BAGHDAD -- Six people were killed and more than 50 were wounded on Saturday when several dozen mortar shells fell on a refugee camp for members of an Iranian opposition group, according to an Iraqi police official.
The camp, on the site of a former American military base near the Baghdad airport known as Camp Liberty, is home to about 3,400 Iranian exiles who are members of Mujahedeen Khalq, or M.E.K., a militant organization. It was removed from the State Department's terrorist list in September after years of intensive lobbying from prominent American politicians and former military officers, who viewed the group as a legitimate democratic alternative to the Iranian government.
In an e-mail sent to news media outlets in Iraq, the military wing of Hezbollah in Iraq, a militant organization believed to have connections to the main Lebanese group and to Iran, claimed responsibility for the attack and warned that others would follow.
Although Hezbollah in Iraq was active during the American military presence there, attacks by the group died down after the Americans left, and its leaders said they would lay down arms and join the political process. But in an ominous sign that a recent spate of deadly sectarian conflicts in Iraq might escalate, the group announced at a recent news conference that it was establishing a militia to fight Sunni groups that had been attacking Shiites. Camp Liberty is meant to be a temporary residence for the Iranian refugees while the United Nations works to find host countries for them. In a statement issued from Geneva, the United Nations high commissioner for refugees, António Guterres, called the attack "a despicable act of violence" and said the residents of the camp were asylum seekers entitled to international protection.
In a statement, the M.E.K. accused the Iranian government and Iraqi forces of being behind the attack, and said the Iraqi government had recently removed the blast walls surrounding the camp, leaving the refugees unsafe. The group said that more than 100 had been injured in the shelling and that its demands to return to its previous location in Iraq, Camp Ashraf, had been ignored.
"The residents and their representatives have warned about a massacre by the Iranian regime and the Iraqi forces," the statement said, "and demanded several times from the secretary general of the United Nations and U.S. officials to return to Camp Ashraf, where concrete buildings and shelters are available."
Ali al-Moussawi, an Iraqi government spokesman, denied that Baghdad was involved, saying the accusation from the M.E.K. "is not the first time when they blame us for everything."
The United Nations demanded that the Iraqi government open an investigation, saying in a statement that Martin Kobler, the United Nations special representative for Iraq, "called on the Iraqi authorities to immediately ensure medical care for the wounded."
The M.E.K. had long resisted leaving Camp Ashraf, on land that had been set aside by Saddam Hussein, the toppled Iraqi dictator, and did so only because the United States made it a condition of dropping the group's terrorist designation. An American official said in August that the M.E.K. had been using Camp Ashraf for paramilitary training.
The group carried out bombings in Iran in the 1970s against the shah's government and later against the Islamic government, causing the death of several Americans, but by most accounts it has not engaged in terrorism in recent years. But Iraq's current government, a close ally of Iran, views the M.E.K. as a terrorist group and wants it out of the country.

===

*Your tasks:*
**1.** List every person named in the article on the Camp Liberty attack.
**2.** Answer these questions from the article on the Camp Liberty attack:
(a) About how many Iranian exiles live at Camp Liberty?
(b) How many people does the M.E.K. say were injured in the shelling?
(c) In what month was the M.E.K. removed from the State Department's terrorist list?

Saved data entries:

===

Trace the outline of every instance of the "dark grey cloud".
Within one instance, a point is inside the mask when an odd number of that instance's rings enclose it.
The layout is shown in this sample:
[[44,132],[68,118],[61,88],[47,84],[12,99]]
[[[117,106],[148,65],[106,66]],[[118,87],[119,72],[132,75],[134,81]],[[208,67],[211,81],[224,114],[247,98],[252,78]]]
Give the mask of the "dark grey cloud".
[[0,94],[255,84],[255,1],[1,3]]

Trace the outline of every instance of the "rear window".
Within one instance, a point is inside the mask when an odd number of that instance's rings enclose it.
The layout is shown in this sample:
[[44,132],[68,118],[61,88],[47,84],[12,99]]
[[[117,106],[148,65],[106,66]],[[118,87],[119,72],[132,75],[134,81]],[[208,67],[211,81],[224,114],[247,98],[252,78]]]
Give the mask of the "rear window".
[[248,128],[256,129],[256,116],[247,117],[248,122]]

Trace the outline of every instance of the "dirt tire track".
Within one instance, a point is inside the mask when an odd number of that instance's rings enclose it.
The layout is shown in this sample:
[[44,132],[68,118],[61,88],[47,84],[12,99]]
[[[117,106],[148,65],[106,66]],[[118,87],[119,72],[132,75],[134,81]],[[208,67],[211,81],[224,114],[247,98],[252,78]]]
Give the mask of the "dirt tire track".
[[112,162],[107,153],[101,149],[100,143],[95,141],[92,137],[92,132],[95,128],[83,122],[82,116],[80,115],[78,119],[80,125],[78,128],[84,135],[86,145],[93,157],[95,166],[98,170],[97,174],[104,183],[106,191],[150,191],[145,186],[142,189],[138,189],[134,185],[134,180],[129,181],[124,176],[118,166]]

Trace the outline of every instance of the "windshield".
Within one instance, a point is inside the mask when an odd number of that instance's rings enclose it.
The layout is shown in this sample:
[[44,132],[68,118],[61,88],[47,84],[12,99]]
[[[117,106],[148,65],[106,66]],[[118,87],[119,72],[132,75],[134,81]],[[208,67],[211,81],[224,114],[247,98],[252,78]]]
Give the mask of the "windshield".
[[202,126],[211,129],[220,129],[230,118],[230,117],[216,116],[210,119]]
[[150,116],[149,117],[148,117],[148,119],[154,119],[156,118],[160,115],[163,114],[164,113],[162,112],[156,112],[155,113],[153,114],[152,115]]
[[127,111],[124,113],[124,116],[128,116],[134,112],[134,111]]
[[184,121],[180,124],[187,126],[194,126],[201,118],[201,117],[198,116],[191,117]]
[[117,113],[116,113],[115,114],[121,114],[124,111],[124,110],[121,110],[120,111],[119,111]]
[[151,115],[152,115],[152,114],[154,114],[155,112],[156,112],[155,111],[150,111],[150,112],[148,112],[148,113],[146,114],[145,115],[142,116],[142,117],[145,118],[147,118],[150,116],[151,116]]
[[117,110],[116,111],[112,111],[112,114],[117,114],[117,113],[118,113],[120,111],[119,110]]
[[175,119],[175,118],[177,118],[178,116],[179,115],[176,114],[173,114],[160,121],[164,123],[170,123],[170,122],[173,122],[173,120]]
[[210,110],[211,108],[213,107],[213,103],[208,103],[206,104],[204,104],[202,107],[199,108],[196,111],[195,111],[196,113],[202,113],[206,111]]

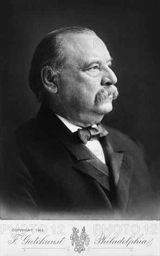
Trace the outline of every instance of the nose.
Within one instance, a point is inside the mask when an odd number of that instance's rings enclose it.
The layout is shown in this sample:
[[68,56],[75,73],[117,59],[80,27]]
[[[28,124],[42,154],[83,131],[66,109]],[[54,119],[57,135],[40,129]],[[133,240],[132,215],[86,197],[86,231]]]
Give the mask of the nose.
[[117,81],[117,78],[114,72],[107,66],[101,78],[101,85],[115,84]]

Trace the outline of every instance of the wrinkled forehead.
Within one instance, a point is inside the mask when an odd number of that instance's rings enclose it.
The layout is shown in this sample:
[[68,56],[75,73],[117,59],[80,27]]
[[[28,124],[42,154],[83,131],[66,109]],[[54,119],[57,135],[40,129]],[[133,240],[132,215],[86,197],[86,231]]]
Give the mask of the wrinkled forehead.
[[63,39],[68,61],[79,62],[96,58],[107,61],[111,58],[104,42],[96,34],[69,33]]

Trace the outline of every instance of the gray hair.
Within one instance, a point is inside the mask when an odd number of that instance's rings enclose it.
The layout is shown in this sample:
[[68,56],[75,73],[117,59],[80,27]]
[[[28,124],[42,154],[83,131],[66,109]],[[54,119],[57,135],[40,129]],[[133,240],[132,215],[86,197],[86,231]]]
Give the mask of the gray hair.
[[48,66],[51,68],[51,76],[59,77],[66,60],[64,50],[65,46],[63,44],[63,35],[70,33],[95,34],[93,30],[87,27],[70,27],[54,30],[40,41],[32,57],[29,74],[30,88],[39,101],[43,99],[41,69]]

===

*Answers given:*
**1.**
António Guterres
Ali al-Moussawi
Martin Kobler
Saddam Hussein

**2.**
(a) About 3,400
(b) More than 100
(c) September